Passage to read -
------------------------------------------------

Managements Responsibility for the Financial Statements:
The Companys Board of Directors is responsible for the matters in section 134(5) of the Companies Act 2013 (the Act) with respect to the preparation of these financial statements that give a true and fair view of the financial position, and financial performance of the Company in accordance with the accounting principles generally accepted in India including the Accounting Standards specified under section 133 of the Act read with Rule 7 of the Companies (Accounts) Rules,2014.This responsibility includes the maintenance of adequate accounting records in accordance with the provision of the Act for safeguarding of the assets of the company and for preventing and detecting the frauds and other irregularities, selection and application of appropriate accounting policies , making judgments and estimates that are reasonable and prudent, and design, implementation and maintenance of internal finance control that were operating effectively for ensuring the accuracy and completeness of the accounting records, relevant to the preparation and presentation of the financial statements that give a true and fair view and are free from material misstatement, whether due to fraud or error.
Our responsibility is to express an opinion on these financial statements based on our audit.
We have taken into account the provisions of the Act, the accounting and auditing standards and matters which are required to be included in the audit report under the provisions of the Act and the Rules made there under.
We conducted our audit in accordance with the Standards on Auditing specified under Section 143(10) of the Act. Those Standards require that we comply with ethical requirements and plan and perform the audit to obtain reasonable assurance about whether the financial statements are free from material misstatement.
An audit involves performing procedures to obtain audit evidence about the amounts and disclosures in the financial statements. The procedures selected depend on the auditors judgment, including the assessment of the risks of material misstatement of the financial statements, whether due to fraud or error.
In making those risk assessments, the auditor considers internal financial control relevant to the Companys preparation of the financial statements that give true and fair view in order to design audit procedures that are appropriate in the circumstances. An audit also includes evaluating the appropriateness of accounting policies used and the reasonableness of the accounting estimates made by Companys Directors, as well as evaluating the overall presentation of the financial statements.
We believe that the audit evidence we have obtained is sufficient and appropriate to provide a basis for our audit opinion on the financial statements.
In our opinion and to the best of our information and according to the explanations given to us, the aforesaid financial statements give the information required by the Act in the manner so required and give a true and fair view in conformity with the accounting principles generally accepted in India, of the state of affairs of the Company as at 31st March, 2018, and its profit and its cash flows for the year ended on that date.
Report on Other Legal and Regulatory Requirements:
1. As required by the Companies (Auditors Report) Order 2016 ("the Order"), issued by the Central Government of India in terms of sub-section (11) of section 143 of the Companies Act 2013, we give in the Annexure I, a statement on the matters specified in paragraphs 3 and 4 of the Order.
2. As required by Section 143(3) of the Act, we report that:
a. We have sought and obtained all the information and explanations which to the best of our knowledge and belief were necessary for the purposes of our audit;
b. In our opinion proper books of account as required by law have been kept by the Company so far as appears from our examination of those books;
c. The Balance Sheet and Statement of Profit and Loss and Cash flow Statement dealt with by this Report are in agreement with the books of account;
d. In our opinion, the aforesaid financial statements comply with the Accounting Standards specified under Section 133 of the Act read with relevant rules issued thereunder;
e. On the basis of written representations received from the directors as on March 31, 2018, and taken on record by the Board of Directors, none of the directors is disqualified as on March 31, 2018, from being appointed as a director in terms of section 164(2) of the Act.

------------------------------------------------

Objectives -
A: Repeat the part of the audit report from "In our opinion and" to "on that date.".
B: According to the audit report, why does the auditor consider internal financial control when making risk assessments?
The items that follow the audit report aren't needed for anything here.

------------------------------------------------

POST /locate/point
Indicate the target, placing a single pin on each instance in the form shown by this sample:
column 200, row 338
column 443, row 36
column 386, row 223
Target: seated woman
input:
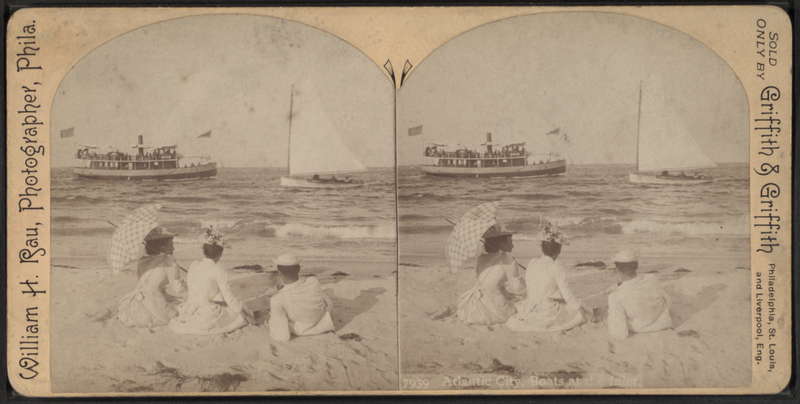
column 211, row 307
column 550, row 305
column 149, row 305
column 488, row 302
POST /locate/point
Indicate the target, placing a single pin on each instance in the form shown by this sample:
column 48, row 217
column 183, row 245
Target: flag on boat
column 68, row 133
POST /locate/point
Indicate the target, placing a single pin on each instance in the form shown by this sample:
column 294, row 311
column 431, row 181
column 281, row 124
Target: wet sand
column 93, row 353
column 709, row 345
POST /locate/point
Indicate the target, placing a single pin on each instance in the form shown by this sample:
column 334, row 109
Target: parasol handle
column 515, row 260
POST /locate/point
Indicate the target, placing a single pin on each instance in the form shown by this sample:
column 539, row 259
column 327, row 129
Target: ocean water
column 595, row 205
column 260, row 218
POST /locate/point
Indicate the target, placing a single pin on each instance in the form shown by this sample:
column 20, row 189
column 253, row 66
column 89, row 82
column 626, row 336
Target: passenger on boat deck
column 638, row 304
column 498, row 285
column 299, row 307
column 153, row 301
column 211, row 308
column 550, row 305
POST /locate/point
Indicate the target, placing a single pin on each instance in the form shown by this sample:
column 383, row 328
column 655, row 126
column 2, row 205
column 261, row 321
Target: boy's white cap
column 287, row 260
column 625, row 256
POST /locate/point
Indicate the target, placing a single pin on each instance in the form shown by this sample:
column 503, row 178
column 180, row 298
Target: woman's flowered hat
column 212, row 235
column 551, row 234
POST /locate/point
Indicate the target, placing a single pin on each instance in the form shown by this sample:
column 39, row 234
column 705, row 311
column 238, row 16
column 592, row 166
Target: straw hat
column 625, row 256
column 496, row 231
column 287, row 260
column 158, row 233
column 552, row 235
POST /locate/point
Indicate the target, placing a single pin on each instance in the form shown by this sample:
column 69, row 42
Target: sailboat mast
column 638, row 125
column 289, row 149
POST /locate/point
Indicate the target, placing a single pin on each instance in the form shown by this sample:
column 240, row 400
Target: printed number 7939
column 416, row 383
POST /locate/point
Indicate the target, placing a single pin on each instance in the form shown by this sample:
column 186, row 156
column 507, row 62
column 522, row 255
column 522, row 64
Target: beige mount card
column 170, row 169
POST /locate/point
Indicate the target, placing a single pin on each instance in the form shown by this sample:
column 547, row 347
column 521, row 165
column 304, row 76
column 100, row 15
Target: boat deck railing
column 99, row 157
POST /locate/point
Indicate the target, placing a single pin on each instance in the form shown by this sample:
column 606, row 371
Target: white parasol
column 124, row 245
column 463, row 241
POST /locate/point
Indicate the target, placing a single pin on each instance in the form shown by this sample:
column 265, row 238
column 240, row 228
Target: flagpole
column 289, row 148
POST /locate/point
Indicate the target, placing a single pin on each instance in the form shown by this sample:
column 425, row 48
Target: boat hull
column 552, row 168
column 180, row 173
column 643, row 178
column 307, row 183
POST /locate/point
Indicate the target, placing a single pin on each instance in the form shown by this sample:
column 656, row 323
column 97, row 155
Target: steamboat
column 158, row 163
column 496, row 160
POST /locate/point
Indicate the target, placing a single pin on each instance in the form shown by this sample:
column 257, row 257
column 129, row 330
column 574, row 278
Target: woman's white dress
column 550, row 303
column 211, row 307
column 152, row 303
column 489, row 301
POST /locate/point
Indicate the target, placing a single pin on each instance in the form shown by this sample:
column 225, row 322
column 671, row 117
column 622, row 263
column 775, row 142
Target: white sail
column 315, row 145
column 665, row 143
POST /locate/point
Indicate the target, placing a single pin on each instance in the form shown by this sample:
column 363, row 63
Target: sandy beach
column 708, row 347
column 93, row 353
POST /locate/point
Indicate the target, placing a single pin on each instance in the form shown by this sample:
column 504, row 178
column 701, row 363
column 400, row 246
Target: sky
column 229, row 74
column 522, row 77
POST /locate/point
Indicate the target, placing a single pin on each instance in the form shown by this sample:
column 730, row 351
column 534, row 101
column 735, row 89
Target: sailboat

------------------------------------------------

Solved tasks -
A:
In our opinion and to the best of our information and according to the explanations given to us, the aforesaid financial statements give the information required by the Act in the manner so required and give a true and fair view in conformity with the accounting principles generally accepted in India, of the state of affairs of the Company as at 31st March, 2018, and its profit and its cash flows for the year ended on that date.

B: The auditor considers the internal financial control relevant to the Company's preparation of financial statements that give a true and fair view. This is done in order to design audit procedures that are appropriate in the circumstances.